═════ TEXTO DE PÁGINA ═════

El consumo de energías renovables no ha llegado aún a su hogar, aunque al no tener calefacción su huella ecológica es mucho menor a la media. Pero iniciativas como la cooperativa Som Energía, que presta servicio desde Girona a más de 58.000 hogares en toda España- le parecen muy necesarios porque “todo lo que sea fragmentar el poder en cualquier ámbito me parece muy bien. Se trata de que haya personas con otros valores  y que no lo ven todo desde el prisma del negocio, metidos en el reparto del pastel”.

En una calle paralela a Las Ramblas  –atestadas de turistas y flanqueadas por los mismas mismas tiendas de multinacionales textiles que podemos encontrar en muchas ciudades del mundo– resiste Framir L’olla, un pequeño comercio donde venden comida casera, legumbres a granel y verduras. Allí llevan toda una vida trabajando un grupo de mujeres ya cercanas a la edad de jubilación. Una de ellas es Mari Carmen, que nos explica que han podido resistir frente a las grandes superficies gracias a “trabajar mucho, hacer muchos sacrificios y tener poca ganancia”. Una clienta que compra aquí diarimente el almuerzo añade: “Y porque nos miman mucho y todo está riquísimo”. Mari Carmen sonríe y explica que siguen vendiendo a granel porque “es mucho más ecológico que cada persona pueda comprar lo que necesite en vez de la bolsa de un kilo y porque muchos de esos productos apenas si se cultivan ya”.

═════ REGISTROS DE DATOS ═════

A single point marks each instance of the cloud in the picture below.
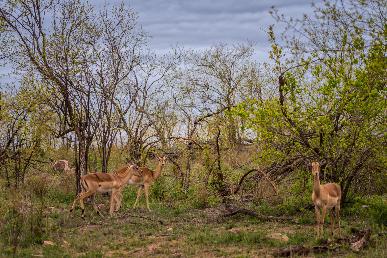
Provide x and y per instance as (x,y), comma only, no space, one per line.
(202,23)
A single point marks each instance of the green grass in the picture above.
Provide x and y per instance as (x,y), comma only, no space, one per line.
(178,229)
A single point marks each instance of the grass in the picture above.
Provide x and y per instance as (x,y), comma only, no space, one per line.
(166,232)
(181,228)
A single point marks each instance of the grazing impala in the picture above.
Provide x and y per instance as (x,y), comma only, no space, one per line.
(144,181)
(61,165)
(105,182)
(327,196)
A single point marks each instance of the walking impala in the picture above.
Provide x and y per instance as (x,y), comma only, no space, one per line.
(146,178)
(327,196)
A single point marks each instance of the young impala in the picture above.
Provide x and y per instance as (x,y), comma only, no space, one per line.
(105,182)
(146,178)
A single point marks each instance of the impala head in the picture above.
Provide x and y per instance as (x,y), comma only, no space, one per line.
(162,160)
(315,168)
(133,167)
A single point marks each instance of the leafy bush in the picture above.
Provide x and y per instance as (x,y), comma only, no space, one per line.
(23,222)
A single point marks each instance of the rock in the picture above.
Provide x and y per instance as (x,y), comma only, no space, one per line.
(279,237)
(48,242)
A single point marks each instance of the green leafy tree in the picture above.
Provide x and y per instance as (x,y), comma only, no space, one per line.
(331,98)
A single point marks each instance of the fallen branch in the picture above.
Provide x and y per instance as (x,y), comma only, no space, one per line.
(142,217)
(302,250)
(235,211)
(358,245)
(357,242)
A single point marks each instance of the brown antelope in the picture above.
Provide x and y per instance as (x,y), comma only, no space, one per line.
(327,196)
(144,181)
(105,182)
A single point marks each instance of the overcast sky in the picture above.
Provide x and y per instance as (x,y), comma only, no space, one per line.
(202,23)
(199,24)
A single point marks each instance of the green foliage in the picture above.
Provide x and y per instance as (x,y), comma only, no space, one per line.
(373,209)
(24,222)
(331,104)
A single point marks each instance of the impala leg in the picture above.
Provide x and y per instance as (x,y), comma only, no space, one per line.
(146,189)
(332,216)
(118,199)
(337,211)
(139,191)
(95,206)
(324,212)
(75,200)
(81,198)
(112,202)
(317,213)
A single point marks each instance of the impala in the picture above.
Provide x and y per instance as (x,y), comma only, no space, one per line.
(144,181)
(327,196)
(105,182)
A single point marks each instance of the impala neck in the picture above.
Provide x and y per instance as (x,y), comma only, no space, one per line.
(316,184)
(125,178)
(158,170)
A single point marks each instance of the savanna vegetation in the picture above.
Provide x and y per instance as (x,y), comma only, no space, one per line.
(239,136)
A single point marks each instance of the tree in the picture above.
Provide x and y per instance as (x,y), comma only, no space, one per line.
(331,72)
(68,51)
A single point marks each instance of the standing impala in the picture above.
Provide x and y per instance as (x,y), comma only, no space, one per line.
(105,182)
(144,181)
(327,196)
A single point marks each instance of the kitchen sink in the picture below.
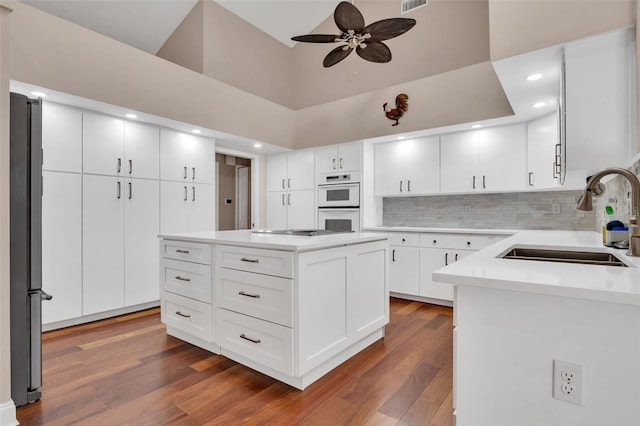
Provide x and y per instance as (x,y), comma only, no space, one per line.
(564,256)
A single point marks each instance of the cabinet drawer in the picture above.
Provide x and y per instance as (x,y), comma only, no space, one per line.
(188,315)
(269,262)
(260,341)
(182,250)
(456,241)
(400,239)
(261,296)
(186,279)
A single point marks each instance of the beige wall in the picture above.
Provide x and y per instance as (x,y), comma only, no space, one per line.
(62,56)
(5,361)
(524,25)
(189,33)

═════
═════ REGISTROS DE DATOS ═════

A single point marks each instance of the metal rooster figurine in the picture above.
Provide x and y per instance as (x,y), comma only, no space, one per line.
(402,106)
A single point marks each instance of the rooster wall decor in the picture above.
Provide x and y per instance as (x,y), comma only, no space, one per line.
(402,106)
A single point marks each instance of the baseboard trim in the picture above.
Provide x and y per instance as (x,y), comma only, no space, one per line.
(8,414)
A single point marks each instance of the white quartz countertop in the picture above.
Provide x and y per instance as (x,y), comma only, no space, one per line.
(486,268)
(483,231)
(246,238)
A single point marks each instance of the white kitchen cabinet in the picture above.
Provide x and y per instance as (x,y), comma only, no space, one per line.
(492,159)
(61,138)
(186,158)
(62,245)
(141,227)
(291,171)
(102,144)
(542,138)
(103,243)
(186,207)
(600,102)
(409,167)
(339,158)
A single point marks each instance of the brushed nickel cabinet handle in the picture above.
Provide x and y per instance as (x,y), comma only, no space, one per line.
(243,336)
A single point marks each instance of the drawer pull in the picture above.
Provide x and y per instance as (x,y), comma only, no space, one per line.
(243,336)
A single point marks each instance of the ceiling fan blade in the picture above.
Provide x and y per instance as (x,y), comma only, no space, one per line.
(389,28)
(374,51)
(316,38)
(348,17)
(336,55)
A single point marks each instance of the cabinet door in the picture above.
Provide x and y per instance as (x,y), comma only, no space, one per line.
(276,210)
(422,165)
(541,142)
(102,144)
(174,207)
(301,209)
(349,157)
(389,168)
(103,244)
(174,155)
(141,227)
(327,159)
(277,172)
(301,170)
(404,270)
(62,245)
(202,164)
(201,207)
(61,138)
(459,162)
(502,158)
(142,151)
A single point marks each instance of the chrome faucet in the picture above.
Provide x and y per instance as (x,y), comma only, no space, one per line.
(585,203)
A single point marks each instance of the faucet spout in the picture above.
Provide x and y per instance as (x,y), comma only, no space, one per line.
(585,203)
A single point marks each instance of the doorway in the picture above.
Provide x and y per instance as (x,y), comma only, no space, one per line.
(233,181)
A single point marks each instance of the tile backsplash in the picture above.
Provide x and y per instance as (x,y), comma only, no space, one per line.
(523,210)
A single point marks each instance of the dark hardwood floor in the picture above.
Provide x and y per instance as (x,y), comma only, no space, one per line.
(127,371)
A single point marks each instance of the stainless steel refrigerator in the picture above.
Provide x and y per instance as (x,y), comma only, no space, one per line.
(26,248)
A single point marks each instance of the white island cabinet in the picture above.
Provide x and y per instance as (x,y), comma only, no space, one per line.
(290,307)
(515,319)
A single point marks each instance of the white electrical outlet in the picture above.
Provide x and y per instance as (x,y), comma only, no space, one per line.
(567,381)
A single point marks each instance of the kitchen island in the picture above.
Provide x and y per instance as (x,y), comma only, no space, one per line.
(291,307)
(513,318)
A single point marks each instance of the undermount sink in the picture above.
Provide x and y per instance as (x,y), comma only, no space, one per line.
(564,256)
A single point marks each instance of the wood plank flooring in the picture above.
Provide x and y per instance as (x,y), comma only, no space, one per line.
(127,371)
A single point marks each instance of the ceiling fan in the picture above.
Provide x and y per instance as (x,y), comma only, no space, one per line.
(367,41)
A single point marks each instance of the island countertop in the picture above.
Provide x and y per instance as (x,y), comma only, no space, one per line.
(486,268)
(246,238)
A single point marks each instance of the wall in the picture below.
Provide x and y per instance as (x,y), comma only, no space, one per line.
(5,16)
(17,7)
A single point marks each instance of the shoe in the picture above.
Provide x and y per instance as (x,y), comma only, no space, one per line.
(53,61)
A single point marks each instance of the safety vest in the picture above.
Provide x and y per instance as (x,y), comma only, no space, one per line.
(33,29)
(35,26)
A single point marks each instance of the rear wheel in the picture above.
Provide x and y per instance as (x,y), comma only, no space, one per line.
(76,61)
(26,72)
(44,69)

═════

> **ENUNCIADO**: Por favor, escribe la continuación del texto sobre Som Energía y la tienda Framir L’olla a partir de su última frase.

> **RESPUESTA**:
Barcelona se ha convertido en un escaparate del consumo justo, de proximidad y ecológico. Si bien es cierto que el precio de estos productos es algo más caro, hay que entender que no sólo se está contribuyendo a la economía local familiar –que tiene más retorno en la de la propia ciudadanía que la compra en grandes establecimientos–, sino que también se está pagando las condiciones laborales justas, el no empleo de mano de obra infantil, el uso sostenible de la tierra, evitando el despoblamiento de las zonas rurales y el engrosamiento, por tanto, de los cinturones de pobreza en las ciudades, entre otras cuestiones urgentes y de un claro impacto social.

En una entrevista reciente en La Marea, Yayo Herrera, antropóloga e ingeniera técnica agrícola, lo explicaba así: “Creo que desde el movimiento ecologista, y yo soy crítica en ese sentido, no hemos sabido expresar bien hasta qué punto existe una correlación estrechísima entre el deterioro de las condiciones laborales, el empobrecimiento de mayorías sociales y el deterioro de la naturaleza. Es decir, no son cosas desligadas” Y añadía quien durante años estuvo al frente de Ecologistas en Acción en España y ahora dirige la fundación Fuhem: “Ha habido un cierto ecologismo que ha sido elitista porque proponía actitudes hacia lo verde que eran inasumibles e inalcanzables para las mayorías sociales, e incluso imposibles de extender. Desde mi punto de vista, cualquier propuesta que no sea universalizable no es válida porque es injusta. Cualquier cosa que no es universalizable no es un derecho, sino un privilegio. Es imposible mantener la vida humana al margen de la naturaleza. El capitalismo ha sido incapaz de cumplir sus promesas: alimentar a todo el mundo, proporcionar un sistema de bienestar determinado… Y ha sido incapaz, en cierto modo, porque ese modelo de constante producción dependía de materiales y energías que eran finitos. En el momento en que topas con los límites del planeta, ese modelo de crecimiento se ve dificultado”.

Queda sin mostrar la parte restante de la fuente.